---------- DATA TO EXAMINE
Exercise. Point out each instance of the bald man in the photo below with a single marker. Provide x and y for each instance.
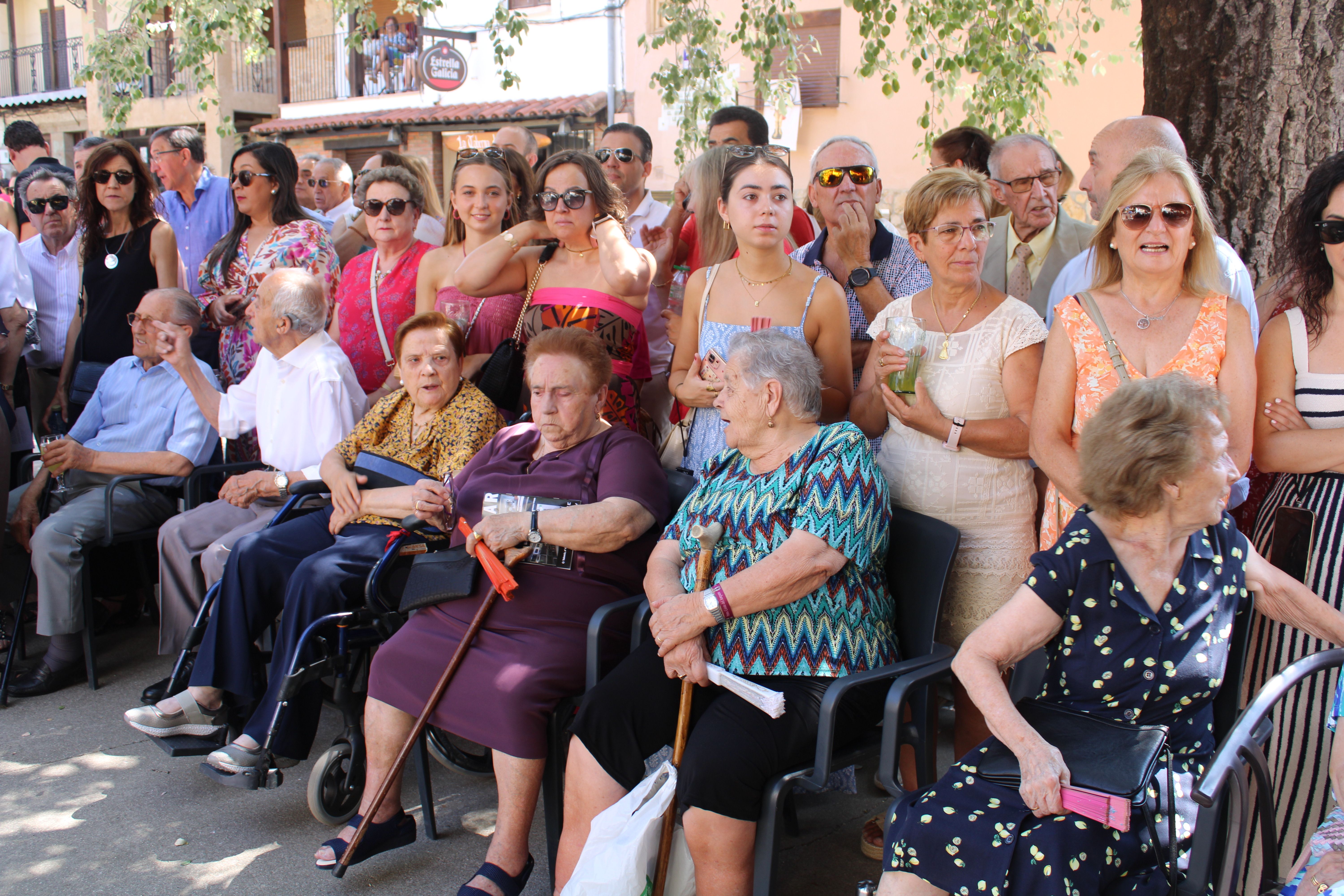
(1114, 148)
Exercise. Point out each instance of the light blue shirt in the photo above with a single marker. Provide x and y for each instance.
(135, 410)
(200, 228)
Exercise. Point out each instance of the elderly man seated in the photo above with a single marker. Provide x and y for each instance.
(140, 420)
(302, 398)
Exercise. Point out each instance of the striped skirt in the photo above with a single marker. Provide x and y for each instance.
(1300, 749)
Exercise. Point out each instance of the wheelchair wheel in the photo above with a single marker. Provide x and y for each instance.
(329, 799)
(460, 754)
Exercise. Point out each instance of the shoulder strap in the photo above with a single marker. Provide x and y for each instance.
(1118, 361)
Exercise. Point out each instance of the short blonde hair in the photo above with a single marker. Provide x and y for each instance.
(1146, 436)
(1202, 269)
(944, 187)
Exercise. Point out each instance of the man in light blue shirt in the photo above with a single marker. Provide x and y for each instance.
(142, 420)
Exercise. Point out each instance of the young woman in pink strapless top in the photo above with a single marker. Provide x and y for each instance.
(486, 198)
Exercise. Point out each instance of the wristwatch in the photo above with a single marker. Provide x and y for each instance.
(861, 277)
(534, 535)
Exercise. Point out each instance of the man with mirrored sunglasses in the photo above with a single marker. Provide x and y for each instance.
(1033, 242)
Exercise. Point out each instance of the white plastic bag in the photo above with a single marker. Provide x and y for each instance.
(622, 854)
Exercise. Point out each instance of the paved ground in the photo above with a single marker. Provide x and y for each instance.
(91, 807)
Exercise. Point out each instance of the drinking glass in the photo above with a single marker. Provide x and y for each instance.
(907, 334)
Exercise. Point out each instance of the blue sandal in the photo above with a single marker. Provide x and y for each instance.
(509, 886)
(398, 831)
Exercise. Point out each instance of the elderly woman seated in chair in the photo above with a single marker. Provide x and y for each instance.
(1135, 605)
(799, 598)
(588, 495)
(318, 563)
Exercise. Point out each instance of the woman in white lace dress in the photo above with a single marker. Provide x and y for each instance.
(958, 449)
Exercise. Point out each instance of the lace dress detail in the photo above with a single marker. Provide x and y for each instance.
(991, 500)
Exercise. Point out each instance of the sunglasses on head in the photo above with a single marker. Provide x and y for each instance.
(58, 203)
(859, 175)
(104, 177)
(245, 178)
(623, 154)
(575, 198)
(1174, 215)
(1330, 232)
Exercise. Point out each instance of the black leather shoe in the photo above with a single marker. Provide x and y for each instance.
(41, 679)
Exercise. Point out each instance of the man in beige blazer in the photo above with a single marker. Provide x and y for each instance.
(1033, 242)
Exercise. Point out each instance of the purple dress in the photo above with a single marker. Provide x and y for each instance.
(530, 652)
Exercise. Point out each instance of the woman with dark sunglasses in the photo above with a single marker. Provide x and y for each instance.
(271, 230)
(378, 289)
(592, 277)
(1155, 267)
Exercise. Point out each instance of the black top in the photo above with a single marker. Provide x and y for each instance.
(114, 293)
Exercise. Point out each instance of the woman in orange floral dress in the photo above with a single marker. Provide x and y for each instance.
(1155, 261)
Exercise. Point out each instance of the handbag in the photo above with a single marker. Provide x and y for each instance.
(502, 375)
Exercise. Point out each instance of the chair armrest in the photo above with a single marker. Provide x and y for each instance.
(837, 692)
(595, 639)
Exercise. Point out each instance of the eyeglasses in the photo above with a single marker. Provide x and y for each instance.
(1174, 215)
(1023, 185)
(859, 175)
(104, 177)
(374, 207)
(575, 198)
(490, 152)
(245, 178)
(623, 154)
(58, 203)
(1330, 232)
(950, 234)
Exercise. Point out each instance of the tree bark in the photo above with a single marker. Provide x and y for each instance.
(1256, 88)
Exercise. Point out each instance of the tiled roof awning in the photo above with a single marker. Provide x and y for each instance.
(467, 113)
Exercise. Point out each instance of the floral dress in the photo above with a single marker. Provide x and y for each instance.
(1123, 661)
(1201, 358)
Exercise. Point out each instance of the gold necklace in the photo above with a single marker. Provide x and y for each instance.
(947, 334)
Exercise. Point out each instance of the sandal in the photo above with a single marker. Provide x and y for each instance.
(509, 885)
(398, 831)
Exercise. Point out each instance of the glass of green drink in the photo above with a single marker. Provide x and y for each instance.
(907, 334)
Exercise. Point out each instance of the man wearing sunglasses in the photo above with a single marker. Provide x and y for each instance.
(1114, 148)
(1033, 242)
(855, 248)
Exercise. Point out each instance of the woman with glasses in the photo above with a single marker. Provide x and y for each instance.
(956, 448)
(1155, 264)
(761, 288)
(592, 277)
(378, 289)
(271, 230)
(486, 201)
(1299, 424)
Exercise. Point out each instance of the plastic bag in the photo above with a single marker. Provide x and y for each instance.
(622, 852)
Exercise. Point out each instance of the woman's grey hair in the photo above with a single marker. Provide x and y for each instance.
(775, 355)
(299, 296)
(394, 175)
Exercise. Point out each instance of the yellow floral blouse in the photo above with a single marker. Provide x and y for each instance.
(460, 431)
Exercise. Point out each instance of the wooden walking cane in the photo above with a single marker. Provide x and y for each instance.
(502, 584)
(708, 536)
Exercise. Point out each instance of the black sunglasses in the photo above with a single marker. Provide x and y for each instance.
(61, 203)
(247, 177)
(1330, 232)
(575, 198)
(104, 177)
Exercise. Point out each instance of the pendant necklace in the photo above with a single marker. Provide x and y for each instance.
(947, 334)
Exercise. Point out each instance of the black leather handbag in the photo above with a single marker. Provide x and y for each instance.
(502, 375)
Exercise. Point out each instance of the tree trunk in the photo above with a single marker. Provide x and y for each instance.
(1256, 89)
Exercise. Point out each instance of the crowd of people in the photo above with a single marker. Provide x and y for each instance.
(1083, 401)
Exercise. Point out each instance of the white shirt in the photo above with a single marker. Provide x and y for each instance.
(651, 213)
(56, 289)
(302, 405)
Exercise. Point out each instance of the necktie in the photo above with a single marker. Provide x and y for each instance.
(1019, 280)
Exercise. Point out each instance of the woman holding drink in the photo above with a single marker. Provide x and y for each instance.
(956, 425)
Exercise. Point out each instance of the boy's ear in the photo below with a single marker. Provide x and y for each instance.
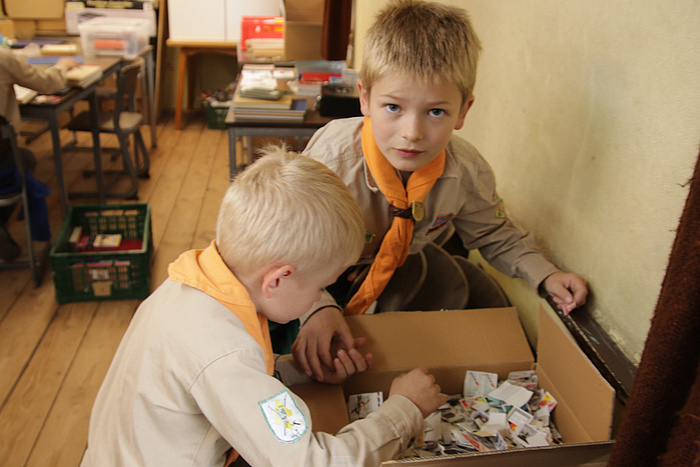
(463, 113)
(272, 280)
(364, 98)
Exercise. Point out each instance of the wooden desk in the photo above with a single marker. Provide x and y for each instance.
(51, 110)
(284, 129)
(190, 49)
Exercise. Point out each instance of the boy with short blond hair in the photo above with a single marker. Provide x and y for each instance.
(193, 375)
(411, 175)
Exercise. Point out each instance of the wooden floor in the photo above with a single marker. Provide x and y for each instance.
(53, 358)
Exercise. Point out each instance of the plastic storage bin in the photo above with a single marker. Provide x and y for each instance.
(114, 36)
(104, 275)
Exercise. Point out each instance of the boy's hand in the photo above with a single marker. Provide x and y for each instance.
(568, 290)
(312, 347)
(419, 387)
(346, 363)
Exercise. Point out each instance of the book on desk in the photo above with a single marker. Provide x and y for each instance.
(275, 104)
(83, 75)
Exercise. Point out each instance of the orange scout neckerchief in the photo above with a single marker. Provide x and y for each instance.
(394, 248)
(205, 270)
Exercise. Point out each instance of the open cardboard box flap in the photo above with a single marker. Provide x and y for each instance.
(449, 343)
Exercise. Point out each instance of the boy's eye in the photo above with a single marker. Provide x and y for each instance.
(393, 108)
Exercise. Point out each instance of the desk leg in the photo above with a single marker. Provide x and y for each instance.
(231, 153)
(182, 65)
(192, 63)
(97, 152)
(56, 141)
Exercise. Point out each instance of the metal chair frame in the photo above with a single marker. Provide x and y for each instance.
(123, 121)
(37, 263)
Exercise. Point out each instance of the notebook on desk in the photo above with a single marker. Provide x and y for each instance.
(24, 95)
(83, 75)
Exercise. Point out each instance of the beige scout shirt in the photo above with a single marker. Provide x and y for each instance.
(13, 70)
(465, 195)
(188, 382)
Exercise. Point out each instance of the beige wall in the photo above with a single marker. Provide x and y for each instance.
(589, 113)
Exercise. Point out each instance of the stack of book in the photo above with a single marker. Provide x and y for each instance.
(259, 96)
(284, 108)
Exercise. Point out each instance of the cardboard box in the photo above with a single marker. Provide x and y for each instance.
(7, 28)
(124, 37)
(303, 29)
(451, 342)
(214, 20)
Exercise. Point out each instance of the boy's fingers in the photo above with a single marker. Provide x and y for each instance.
(299, 352)
(346, 362)
(359, 362)
(314, 362)
(340, 371)
(324, 351)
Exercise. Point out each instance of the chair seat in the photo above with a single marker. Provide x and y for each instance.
--------------------
*PROBLEM DESCRIPTION*.
The response should hold only an exact repeat of the lines from the one with "Exercise. Point out each instance of the beige wall" to the final line of the listing above.

*SOLVED EXERCISE*.
Exercise. Point out each instance of the beige wall in the photo above with a single marker. Provide x and y for each instance.
(589, 113)
Exercise. Point out each instance of the stack of book in the photo above with a single marker. Provide x and y for each instance.
(259, 96)
(284, 108)
Exercise. Point out each instance of the cardboard box in the photo above with a single marker. Provide x and y for each instance.
(7, 28)
(124, 37)
(303, 29)
(451, 342)
(214, 20)
Exercise. Point out each instance of the boy's fingers in the photo above with a single marker. Provide x and y for each instance.
(299, 352)
(346, 362)
(359, 362)
(314, 362)
(340, 371)
(324, 351)
Exercise. Point out each instance of the chair seat in the photo above with a single marker. Provide x and y for each instance.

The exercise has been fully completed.